REQUIRED TASK: Rewrite these lines as a numbered list, omitting any blank lines and leaving the pictures out of the answer.

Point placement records
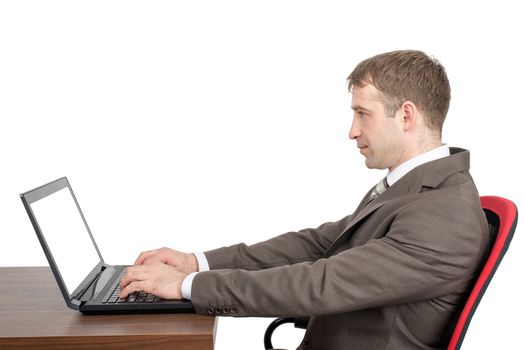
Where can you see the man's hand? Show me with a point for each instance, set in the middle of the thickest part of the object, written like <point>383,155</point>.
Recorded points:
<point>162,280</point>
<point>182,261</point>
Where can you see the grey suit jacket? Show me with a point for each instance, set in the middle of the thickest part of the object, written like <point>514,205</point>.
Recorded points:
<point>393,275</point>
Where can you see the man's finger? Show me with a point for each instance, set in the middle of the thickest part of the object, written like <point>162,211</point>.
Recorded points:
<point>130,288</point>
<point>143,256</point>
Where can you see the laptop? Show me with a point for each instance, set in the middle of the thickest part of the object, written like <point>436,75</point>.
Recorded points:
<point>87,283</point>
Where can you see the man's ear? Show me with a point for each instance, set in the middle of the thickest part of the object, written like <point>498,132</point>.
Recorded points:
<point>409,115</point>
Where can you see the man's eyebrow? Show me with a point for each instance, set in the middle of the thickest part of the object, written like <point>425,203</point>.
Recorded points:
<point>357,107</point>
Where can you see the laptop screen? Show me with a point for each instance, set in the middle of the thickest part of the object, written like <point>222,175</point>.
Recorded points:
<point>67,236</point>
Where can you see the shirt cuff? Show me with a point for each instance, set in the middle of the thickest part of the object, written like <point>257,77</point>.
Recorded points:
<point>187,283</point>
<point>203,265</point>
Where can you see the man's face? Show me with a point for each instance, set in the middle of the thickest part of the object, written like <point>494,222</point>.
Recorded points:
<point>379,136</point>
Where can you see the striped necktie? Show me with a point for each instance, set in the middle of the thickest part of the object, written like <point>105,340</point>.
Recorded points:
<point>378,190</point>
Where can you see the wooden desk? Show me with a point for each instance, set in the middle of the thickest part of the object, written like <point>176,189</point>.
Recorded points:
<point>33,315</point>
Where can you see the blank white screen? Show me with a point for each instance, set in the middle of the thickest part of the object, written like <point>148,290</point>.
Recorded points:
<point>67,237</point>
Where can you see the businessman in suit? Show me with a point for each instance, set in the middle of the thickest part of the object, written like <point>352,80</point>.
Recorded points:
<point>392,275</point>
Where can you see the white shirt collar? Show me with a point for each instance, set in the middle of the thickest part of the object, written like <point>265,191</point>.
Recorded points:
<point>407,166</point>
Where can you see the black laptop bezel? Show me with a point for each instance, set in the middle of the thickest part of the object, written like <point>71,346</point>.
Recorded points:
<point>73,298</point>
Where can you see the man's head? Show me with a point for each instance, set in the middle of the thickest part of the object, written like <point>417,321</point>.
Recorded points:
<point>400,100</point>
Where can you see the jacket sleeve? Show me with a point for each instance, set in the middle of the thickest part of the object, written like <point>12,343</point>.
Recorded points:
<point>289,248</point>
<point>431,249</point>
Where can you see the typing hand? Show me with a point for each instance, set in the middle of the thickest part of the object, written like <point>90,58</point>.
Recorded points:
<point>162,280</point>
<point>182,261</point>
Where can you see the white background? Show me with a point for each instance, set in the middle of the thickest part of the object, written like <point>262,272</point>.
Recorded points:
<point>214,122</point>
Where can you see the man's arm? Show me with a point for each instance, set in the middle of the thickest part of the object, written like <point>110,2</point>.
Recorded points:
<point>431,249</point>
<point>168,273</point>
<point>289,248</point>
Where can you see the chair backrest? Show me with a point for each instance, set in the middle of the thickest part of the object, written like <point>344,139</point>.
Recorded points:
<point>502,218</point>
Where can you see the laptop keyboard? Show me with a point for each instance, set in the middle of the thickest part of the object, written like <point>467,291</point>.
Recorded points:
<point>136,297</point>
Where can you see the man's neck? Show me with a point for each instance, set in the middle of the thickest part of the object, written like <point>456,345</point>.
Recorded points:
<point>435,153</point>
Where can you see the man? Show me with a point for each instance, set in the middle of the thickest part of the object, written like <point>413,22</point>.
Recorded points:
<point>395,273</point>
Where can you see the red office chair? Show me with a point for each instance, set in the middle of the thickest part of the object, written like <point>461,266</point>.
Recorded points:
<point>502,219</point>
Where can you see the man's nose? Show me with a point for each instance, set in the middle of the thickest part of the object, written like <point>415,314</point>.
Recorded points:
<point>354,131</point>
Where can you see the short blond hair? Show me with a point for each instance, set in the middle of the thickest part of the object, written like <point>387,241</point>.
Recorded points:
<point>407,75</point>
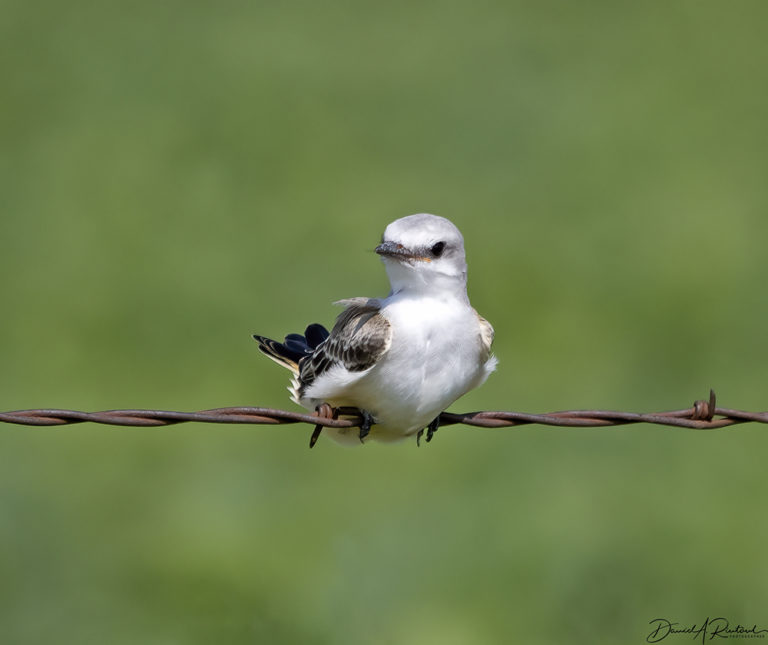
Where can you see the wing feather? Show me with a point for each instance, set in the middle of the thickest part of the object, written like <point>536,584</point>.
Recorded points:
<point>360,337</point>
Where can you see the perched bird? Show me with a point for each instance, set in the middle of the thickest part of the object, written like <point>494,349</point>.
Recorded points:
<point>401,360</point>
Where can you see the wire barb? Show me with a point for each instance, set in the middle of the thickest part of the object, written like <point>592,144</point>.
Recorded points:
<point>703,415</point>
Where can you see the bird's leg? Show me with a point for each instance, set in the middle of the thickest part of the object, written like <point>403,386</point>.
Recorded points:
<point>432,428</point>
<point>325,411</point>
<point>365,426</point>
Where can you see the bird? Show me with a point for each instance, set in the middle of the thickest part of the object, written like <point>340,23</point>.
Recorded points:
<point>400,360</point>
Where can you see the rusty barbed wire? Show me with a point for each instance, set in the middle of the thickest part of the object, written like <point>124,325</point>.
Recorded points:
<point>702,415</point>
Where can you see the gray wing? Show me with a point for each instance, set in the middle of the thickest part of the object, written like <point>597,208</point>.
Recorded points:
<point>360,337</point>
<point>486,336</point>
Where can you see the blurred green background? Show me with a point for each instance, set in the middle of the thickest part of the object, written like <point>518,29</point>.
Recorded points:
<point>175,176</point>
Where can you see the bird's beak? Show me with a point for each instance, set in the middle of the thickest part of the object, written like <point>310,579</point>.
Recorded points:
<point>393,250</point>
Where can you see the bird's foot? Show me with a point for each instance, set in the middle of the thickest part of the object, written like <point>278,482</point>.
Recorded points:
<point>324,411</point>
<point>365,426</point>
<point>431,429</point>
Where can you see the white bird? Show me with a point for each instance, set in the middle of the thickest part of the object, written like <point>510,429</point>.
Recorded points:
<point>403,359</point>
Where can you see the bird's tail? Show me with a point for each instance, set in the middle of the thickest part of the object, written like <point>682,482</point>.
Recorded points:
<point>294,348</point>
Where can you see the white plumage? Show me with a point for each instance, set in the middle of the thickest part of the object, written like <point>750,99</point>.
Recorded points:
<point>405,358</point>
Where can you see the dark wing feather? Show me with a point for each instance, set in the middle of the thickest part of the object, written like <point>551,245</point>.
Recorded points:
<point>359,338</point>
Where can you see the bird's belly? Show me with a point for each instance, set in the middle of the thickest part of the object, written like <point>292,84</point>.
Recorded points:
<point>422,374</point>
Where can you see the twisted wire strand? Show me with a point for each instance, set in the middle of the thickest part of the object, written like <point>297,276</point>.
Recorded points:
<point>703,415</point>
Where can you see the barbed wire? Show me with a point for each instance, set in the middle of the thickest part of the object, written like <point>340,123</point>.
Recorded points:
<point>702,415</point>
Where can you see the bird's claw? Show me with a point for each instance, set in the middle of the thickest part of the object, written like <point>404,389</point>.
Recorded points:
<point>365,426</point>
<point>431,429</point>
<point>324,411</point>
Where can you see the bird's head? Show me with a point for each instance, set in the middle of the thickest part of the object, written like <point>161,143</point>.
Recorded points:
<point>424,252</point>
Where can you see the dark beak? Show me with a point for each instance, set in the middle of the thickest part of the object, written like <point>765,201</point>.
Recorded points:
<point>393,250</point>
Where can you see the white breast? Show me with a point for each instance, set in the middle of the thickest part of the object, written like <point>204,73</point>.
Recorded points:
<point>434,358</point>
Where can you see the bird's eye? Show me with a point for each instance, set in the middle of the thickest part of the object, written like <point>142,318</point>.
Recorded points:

SOLUTION:
1. Where can you see the man's hand? Show me with a point for each instance, set in the middle of the thickest part of the object, written like <point>383,155</point>.
2. Recorded points:
3. <point>162,280</point>
4. <point>182,261</point>
5. Where can you see the grey suit jacket? Show me with a point for each instance, set in the middle of the thickest part of the object, written like <point>514,205</point>.
6. Recorded points:
7. <point>393,275</point>
8. Where can you see the man's finger? Show me with a point for each instance, set in the middle of the thickest part of the object, written like <point>162,211</point>.
9. Recorded points:
10. <point>130,288</point>
11. <point>143,256</point>
12. Where can you see the laptop? Show me with a point for each instance, set in the middle of the thickest part of the object, written like <point>436,75</point>.
13. Recorded points:
14. <point>87,283</point>
15. Where can you see the man's ear? Show me with a point for each instance, set in the middle of the thickest part of the object, written like <point>498,132</point>.
16. Recorded points:
17. <point>409,115</point>
18. Where can you see the man's eyebrow? Show me with a point for each instance, set in the middle of the thickest part of the object, written like <point>425,203</point>.
19. Recorded points:
20. <point>357,107</point>
21. Where can you see the laptop screen? Show me with a point for each instance, set in the middle of the thickest part of the object, written like <point>222,175</point>.
22. Recorded points:
23. <point>67,236</point>
24. Where can you see the shirt cuff? Show me with a point for each instance, set in the middle of the thickest part of the object, written like <point>257,77</point>.
25. Recorded points:
26. <point>187,283</point>
27. <point>203,265</point>
28. Where can you see the man's face? Show me with a point for each instance, set in the middle of the thickest part of the object, written like <point>494,222</point>.
29. Recorded points:
30. <point>379,136</point>
31. Where can you see the striped necktie? Show me with a point for each instance, set in the middle of the thickest part of the object, written like <point>105,340</point>.
32. Recorded points:
33. <point>378,190</point>
34. Where can you see the wooden desk? Show me with a point for each instance, set in the middle of the thickest part of the object, written like <point>176,189</point>.
35. Recorded points:
36. <point>33,315</point>
37. Where can you see the blank white screen? Show me with a point for each instance, set in the middle of the thickest part of the object, written like <point>148,290</point>.
38. Recorded points:
39. <point>67,237</point>
40. Where can you see the businessman in suit? Show me with a point for each instance, set in the middle of the thickest part of the object, written like <point>352,80</point>.
41. Recorded points:
42. <point>392,275</point>
43. Where can you see the white shirt collar? Show me with a point for each instance, set in the middle of the thickest part of the object, written like <point>265,191</point>.
44. Recorded points:
45. <point>407,166</point>
46. Where can you see the black laptop bezel? Show me with a point for each instance, set in the middle of the thickest part of the object, written like <point>71,346</point>.
47. Recorded points:
48. <point>73,298</point>
49. Where can you see the man's head? Show me with a point for each instance, set in the middle of the thickest part of the object, written like <point>417,321</point>.
50. Recorded points:
51. <point>400,100</point>
52. Where can you see the jacket sleeve? Show me with a point for each instance, set in the middle of the thickest part of the object, written like <point>12,343</point>.
53. Recorded points:
54. <point>289,248</point>
55. <point>431,249</point>
56. Where can you see the typing hand? Show me with a point for each instance, set in the middle of the thickest part of the object, written like <point>90,58</point>.
57. Recorded points:
58. <point>162,280</point>
59. <point>182,261</point>
60. Where can you see the white background? Show me with a point for each instance, set in the middle of the thickest part of the object, written like <point>262,272</point>.
61. Recorded points:
62. <point>214,122</point>
63. Where can you see the man's arm? Show me with a point for each instance, set in the middle of the thickest part of the object, written like <point>110,2</point>.
64. Recorded points:
65. <point>431,249</point>
66. <point>168,273</point>
67. <point>289,248</point>
68. Where can you see the chair backrest? Show me with a point for each instance, set in the middle of the thickest part of the object, written like <point>344,139</point>.
69. Recorded points:
70. <point>502,218</point>
71. Where can you see the laptop keyboard? Show me with a point for each instance, set in the middle of the thickest part of the object, written like <point>467,291</point>.
72. Recorded points:
73. <point>136,297</point>
74. Where can you see the man's neck? Show me with a point for each instance, set in the middle of the thickest part of the object, written like <point>456,345</point>.
75. Recorded points:
76. <point>435,153</point>
77. Where can you see the man? Show me with a point for each instance, set in the middle of the thickest part of the object, written like <point>413,22</point>.
78. Recorded points:
79. <point>395,273</point>
80. Where can you see the red office chair? Show me with a point for each instance, set in the middle of the thickest part of the object, written like <point>461,266</point>.
81. Recorded points:
82. <point>502,219</point>
83. Where can you see the man's nose? Show me with a point for each instance, set in the middle of the thickest part of the object, written like <point>415,314</point>.
84. Recorded points:
85. <point>354,131</point>
86. Where can you see the short blond hair? Show me with a point for each instance, set in the middle of the thickest part of the object, written like <point>387,241</point>.
87. Recorded points:
88. <point>407,75</point>
89. Where can you see the wing feather? Show me with a point for each instance, set in the middle of the thickest part of the object, written like <point>536,584</point>.
90. Recorded points:
91. <point>360,337</point>
92. Where can you see the perched bird? Show me with a point for each instance, set in the middle of the thickest part of the object, written like <point>494,349</point>.
93. Recorded points:
94. <point>401,360</point>
95. Where can you see the wire barb? Show me with a point for each instance, set in the middle of the thickest part of the object, written like <point>592,144</point>.
96. Recorded points:
97. <point>703,415</point>
98. Where can you see the bird's leg? Show me with a point for each instance, set in the middle of the thickest part of the object, written like <point>403,386</point>.
99. Recorded points:
100. <point>432,428</point>
101. <point>325,411</point>
102. <point>365,426</point>
103. Where can you see the bird? Show me with a point for each instance, set in the middle of the thickest part of the object, written like <point>340,23</point>.
104. Recorded points:
105. <point>400,360</point>
106. Where can you see the rusty barbed wire? Show me with a point for each instance, set in the middle of the thickest part of the object, written like <point>124,325</point>.
107. Recorded points:
108. <point>702,415</point>
109. Where can you see the gray wing? Show me with a point for each instance, set in the middle of the thickest part of the object, written like <point>597,208</point>.
110. Recorded points:
111. <point>360,337</point>
112. <point>486,336</point>
113. Where can you see the blurred green background? Show me with a point for each instance, set in the middle of the thickest part of the object, written like <point>518,29</point>.
114. Recorded points:
115. <point>175,176</point>
116. Where can you see the bird's beak? Show me with a point for each instance, set in the middle of the thickest part of the object, written like <point>310,579</point>.
117. Recorded points:
118. <point>393,250</point>
119. Where can you see the bird's foot? Show me with a point for each instance, set in the middle of the thickest part of the object, written like <point>278,482</point>.
120. Recorded points:
121. <point>324,411</point>
122. <point>365,426</point>
123. <point>431,429</point>
124. Where can you see the white bird? Show me with a point for each instance, set in the middle of the thickest part of the object, written like <point>510,429</point>.
125. Recorded points:
126. <point>403,359</point>
127. Where can you see the bird's tail? Show me with a point for each instance, set in the middle of the thickest part of the object, written like <point>682,482</point>.
128. Recorded points:
129. <point>294,348</point>
130. Where can you see the white plumage? Show me with a point for each instance, set in the middle of the thickest part of the object, written like <point>750,99</point>.
131. Recorded points:
132. <point>405,358</point>
133. Where can you see the dark wing feather? Show me with a point for each instance, set in the middle of the thickest part of the object, written like <point>551,245</point>.
134. Recorded points:
135. <point>359,338</point>
136. Where can you see the bird's belly? Show me with a point for each instance, set in the middle of the thickest part of the object, written like <point>292,84</point>.
137. Recorded points:
138. <point>422,374</point>
139. Where can you see the twisted wire strand? Show me with a point for each instance, set in the middle of the thickest part of the object, written like <point>297,276</point>.
140. Recorded points:
141. <point>703,415</point>
142. Where can you see the barbed wire? Show me with a point for each instance, set in the middle of the thickest part of the object, written like <point>340,123</point>.
143. Recorded points:
144. <point>702,415</point>
145. Where can you see the bird's claw? Show me with a point for each instance, set in the middle of the thickest part of the object, written like <point>404,389</point>.
146. Recorded points:
147. <point>365,426</point>
148. <point>431,429</point>
149. <point>324,411</point>
150. Where can you see the bird's head? Show me with a point for each instance, set in the middle of the thickest part of the object, written like <point>161,143</point>.
151. Recorded points:
152. <point>424,252</point>
153. Where can you see the dark beak? Show me with a point for each instance, set in the middle of the thickest part of the object, written like <point>765,201</point>.
154. Recorded points:
155. <point>393,250</point>
156. Where can you see the white breast? Show me with a point for each instance, set in the middle of the thickest part of the object, written like <point>204,73</point>.
157. Recorded points:
158. <point>434,358</point>
159. Where can you see the bird's eye? Show me with a point for each instance, set in the middle of the thickest part of the object, written like <point>142,318</point>.
160. Recorded points:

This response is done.